About this exercise
What is needed is an exact copy of the data below, pictures excluded.

Extracted records

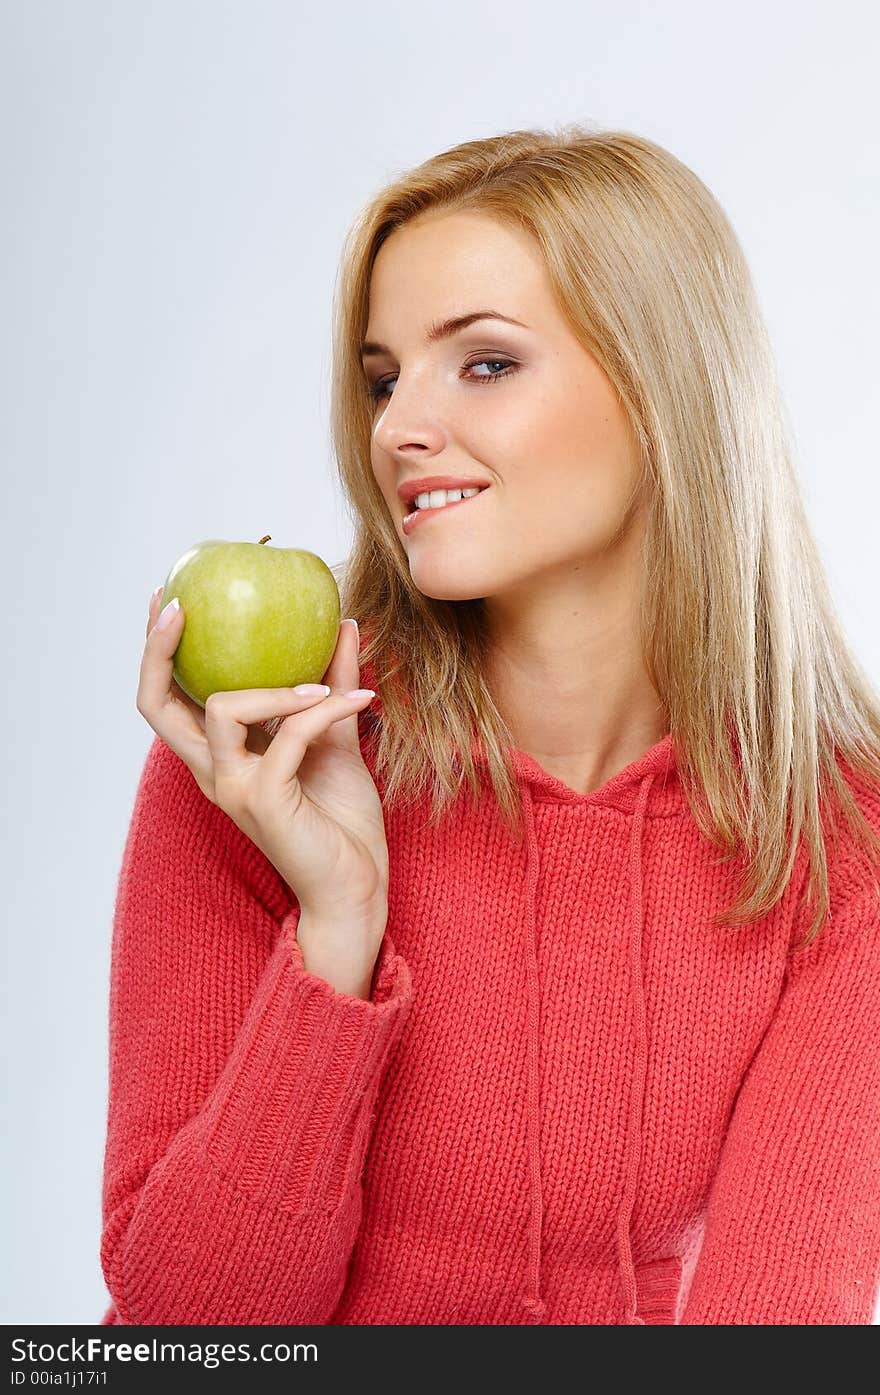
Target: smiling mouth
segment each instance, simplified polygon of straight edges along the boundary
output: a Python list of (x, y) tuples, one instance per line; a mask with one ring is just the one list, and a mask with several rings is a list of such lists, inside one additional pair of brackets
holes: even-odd
[[(403, 520), (403, 531), (405, 533), (410, 533), (417, 525), (420, 518), (436, 518), (438, 514), (451, 513), (455, 509), (463, 508), (465, 504), (472, 504), (475, 499), (479, 499), (480, 494), (485, 494), (491, 488), (492, 486), (489, 484), (484, 485), (478, 494), (471, 494), (467, 499), (456, 499), (453, 504), (439, 504), (435, 509), (417, 509), (415, 507), (415, 500), (413, 500), (412, 511), (406, 514)], [(404, 508), (406, 508), (405, 504)]]

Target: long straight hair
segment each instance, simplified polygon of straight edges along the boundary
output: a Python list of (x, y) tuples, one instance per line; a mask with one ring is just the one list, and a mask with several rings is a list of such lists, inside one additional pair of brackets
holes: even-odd
[(771, 909), (805, 839), (815, 906), (805, 947), (829, 912), (824, 840), (837, 845), (838, 814), (878, 885), (880, 839), (838, 761), (880, 789), (880, 699), (834, 611), (733, 228), (686, 165), (637, 135), (568, 125), (466, 141), (395, 178), (346, 238), (331, 436), (354, 542), (333, 572), (382, 699), (375, 768), (385, 803), (430, 793), (436, 825), (462, 788), (477, 799), (476, 736), (498, 807), (523, 834), (512, 735), (484, 677), (483, 603), (417, 589), (370, 458), (360, 344), (373, 263), (397, 228), (459, 211), (532, 235), (640, 443), (646, 668), (701, 832), (723, 849), (720, 861), (745, 863), (742, 894), (714, 923), (748, 925)]

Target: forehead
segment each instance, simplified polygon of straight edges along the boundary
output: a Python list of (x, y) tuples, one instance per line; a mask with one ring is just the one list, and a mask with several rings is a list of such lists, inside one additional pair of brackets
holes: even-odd
[(550, 283), (533, 239), (486, 214), (433, 214), (397, 228), (370, 277), (367, 338), (491, 306), (532, 323)]

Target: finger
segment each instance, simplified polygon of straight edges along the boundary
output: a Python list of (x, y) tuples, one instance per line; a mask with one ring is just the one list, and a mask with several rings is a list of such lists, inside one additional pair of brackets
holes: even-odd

Problem solution
Target: smiling mouth
segment each instance, simplified polygon of straight edges along the boundary
output: a Python list of (x, y) tuples, one instance per line; a mask with one ring is just the one list, and a mask with several rings is a list of such lists, inside one additional pair of brackets
holes: even-odd
[[(403, 520), (403, 531), (405, 533), (410, 533), (417, 525), (420, 518), (436, 518), (438, 514), (451, 513), (455, 509), (463, 508), (465, 504), (472, 504), (475, 499), (479, 499), (480, 494), (485, 494), (491, 488), (492, 486), (489, 484), (484, 485), (478, 494), (471, 494), (467, 499), (456, 499), (453, 504), (439, 504), (435, 509), (417, 509), (415, 507), (415, 500), (413, 500), (412, 511), (406, 514)], [(404, 508), (406, 508), (405, 504)]]

Target: long straight hair
segment each instance, simplified polygon of straight edges along the boundary
output: a Python list of (x, y) tuples, one instance per line; a mask with one ring is just the one list, and a mask with several rings is a list of such lists, inside one additional pair of brackets
holes: even-odd
[(771, 909), (805, 839), (815, 906), (805, 947), (829, 912), (824, 840), (837, 845), (838, 814), (878, 885), (880, 839), (838, 761), (880, 789), (880, 699), (834, 611), (733, 228), (686, 165), (637, 135), (568, 125), (466, 141), (395, 178), (346, 238), (331, 436), (354, 542), (333, 572), (382, 699), (375, 768), (385, 803), (430, 793), (436, 825), (462, 788), (477, 799), (476, 736), (498, 807), (523, 834), (512, 735), (484, 677), (483, 603), (417, 589), (370, 458), (360, 344), (373, 263), (397, 228), (459, 211), (532, 235), (640, 443), (646, 668), (701, 832), (723, 849), (720, 861), (745, 863), (742, 894), (714, 923), (748, 925)]

Target: forehead
segment each instance, simplified polygon of straight edges along the boundary
output: a Python list of (x, y) tuples, one instance per line; a mask with one ring is just the one list, and a mask with several rings is a list of such lists, inside one additional pair of brackets
holes: even-odd
[(550, 283), (533, 239), (486, 214), (433, 214), (397, 228), (370, 277), (367, 338), (491, 306), (532, 323)]

Target: finger
segment each instance, simplified polygon of straight edges along the boundary
output: a Python list of (x, y) tuples, one instance per line; a mask with one ring is just the one list, and a mask with several rings is a list of such lists, inside one additional pair of brackets
holes: even-odd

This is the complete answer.